リアルタイム推論のオーバーヘッドを下げるため、 Initialize() が最初のリクエストのみ1度呼ばれます。 handle() では、前処理、推論、後処理を行います。リクエストにおける画像のやり取りは基本的にbase64をbodyに乗せて行います。

ローカルでの実行

イメージを build して run すると、localhostでサーバーが立つ (参考)ので、ここに curl などでリクエストを送ると、エンドポイントのテストができます。

コンテナイメージの ECR へのプッシュ

事前に AWS マネージメントコンソールで ECR のプライベートリポジトリを作成しておきます。今回のリポジトリ名は mouse-detection-inference

aws configure

AWS CLI にログインした後、

aws ecr get-login-password --region (リージョン名) | docker login --username AWS --password-stdin (AWSアカウントID).dkr.ecr.(リージョン名).amazonaws.com

ECR にログインし、

docker tag mouse_detection_004:latest (AWSアカウントID).dkr.ecr.(リージョン名).amazonaws.com/mouse-detection-inference:v1.0

イメージ名を(例) mouse_detection_004:latest から ECR の URI に変更。この時、URI の末尾はリポジトリ名とそろえる必要があります。

ひと続きの一覧 –

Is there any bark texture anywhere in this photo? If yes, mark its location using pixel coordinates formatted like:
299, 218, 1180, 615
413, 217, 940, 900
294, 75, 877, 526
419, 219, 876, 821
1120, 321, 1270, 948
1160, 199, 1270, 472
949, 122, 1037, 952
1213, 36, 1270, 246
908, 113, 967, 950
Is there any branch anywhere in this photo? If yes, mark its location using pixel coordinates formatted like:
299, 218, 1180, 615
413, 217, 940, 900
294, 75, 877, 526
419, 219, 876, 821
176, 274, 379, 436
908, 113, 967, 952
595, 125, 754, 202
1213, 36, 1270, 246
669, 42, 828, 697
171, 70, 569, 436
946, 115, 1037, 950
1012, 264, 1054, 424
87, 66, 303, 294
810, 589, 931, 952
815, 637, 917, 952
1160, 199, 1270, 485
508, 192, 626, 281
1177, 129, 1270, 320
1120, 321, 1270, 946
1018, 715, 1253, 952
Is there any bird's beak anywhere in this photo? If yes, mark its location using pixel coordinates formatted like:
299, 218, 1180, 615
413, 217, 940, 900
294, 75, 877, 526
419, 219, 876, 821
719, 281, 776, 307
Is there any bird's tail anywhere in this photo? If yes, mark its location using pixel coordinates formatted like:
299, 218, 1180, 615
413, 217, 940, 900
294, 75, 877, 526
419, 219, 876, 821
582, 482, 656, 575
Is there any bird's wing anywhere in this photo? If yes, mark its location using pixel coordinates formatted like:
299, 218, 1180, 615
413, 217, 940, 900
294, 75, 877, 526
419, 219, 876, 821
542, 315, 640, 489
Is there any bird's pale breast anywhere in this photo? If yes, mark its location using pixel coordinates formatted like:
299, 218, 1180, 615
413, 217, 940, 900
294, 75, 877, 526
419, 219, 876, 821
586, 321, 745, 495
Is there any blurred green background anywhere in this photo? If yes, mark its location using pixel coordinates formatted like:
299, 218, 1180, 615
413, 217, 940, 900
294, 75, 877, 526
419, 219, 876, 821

作業内容 –
a) 推論サーバーの構築手順のうち、「リアルタイム推論のオーバーヘッドを下げるため、 Initialize() が最初のリクエストのみ1度呼ばれます。」から「(参考)ので、ここに curl などでリクエストを送ると、エンドポイントのテストができます。」までを、両端の語句も含めて一字一句そのまま書き写してください。
b) 推論サーバーの構築手順を、示された最後の文の次から引き取って書き進めること。

回答 –
a)
リアルタイム推論のオーバーヘッドを下げるため、 Initialize() が最初のリクエストのみ1度呼ばれます。 handle() では、前処理、推論、後処理を行います。リクエストにおける画像のやり取りは基本的にbase64をbodyに乗せて行います。

ローカルでの実行

イメージを build して run すると、localhostでサーバーが立つ (参考)ので、ここに curl などでリクエストを送ると、エンドポイントのテストができます。

b)
docker push (AWSアカウントID).dkr.ecr.(リージョン名).amazonaws.com/mouse-detection-inference:v1.0

イメージを push

AWS マネージメントコンソールでのエンドポイントの作成

alt text SageMakerのページを開いた後は、推論タブのモデル、エンドポイント設定、エンドポイントの3つを設定します。モデル設定には適当なモデル名をつけます。推論コードイメージ場所　には先ほど push したイメージの URI を設定します。 alt text バリアントの設定では、コンテナのインスタンスタイプが（左にスクロールすると）設定できます。デフォルトの ml.m4.xlarge には gpu が載っていないので注意

以上でエンドポイントの作成は完了です。

推論エンドポイントの呼び出し

import json
import boto3
import base64

# Boto3のSageMakerランタイムクライアントを取得する
sagemaker_runtime_client = boto3.client('sagemaker-runtime')

# ローカルにある画像ファイルをバイナリデータに変換する
image_path = './video_0_frame_16164.png'
with open(image_path, 'rb') as file:
    fileDataBinary = file.read()

# 推論エンドポイントを呼び出す
response = sagemaker_runtime_client.invoke_endpoint(
    EndpointName='mouse-detection-endpoint',
    ContentType='application/octet-stream',
    Body=fileDataBinary,
    Accept='application/json'
)

# 推論結果がJSONで返ってくる
result = json.loads(response['Body'].read().decode())

with open("./result.jpg", "wb") as f:
    f.write(base64.b64decode(result["image_base64"]))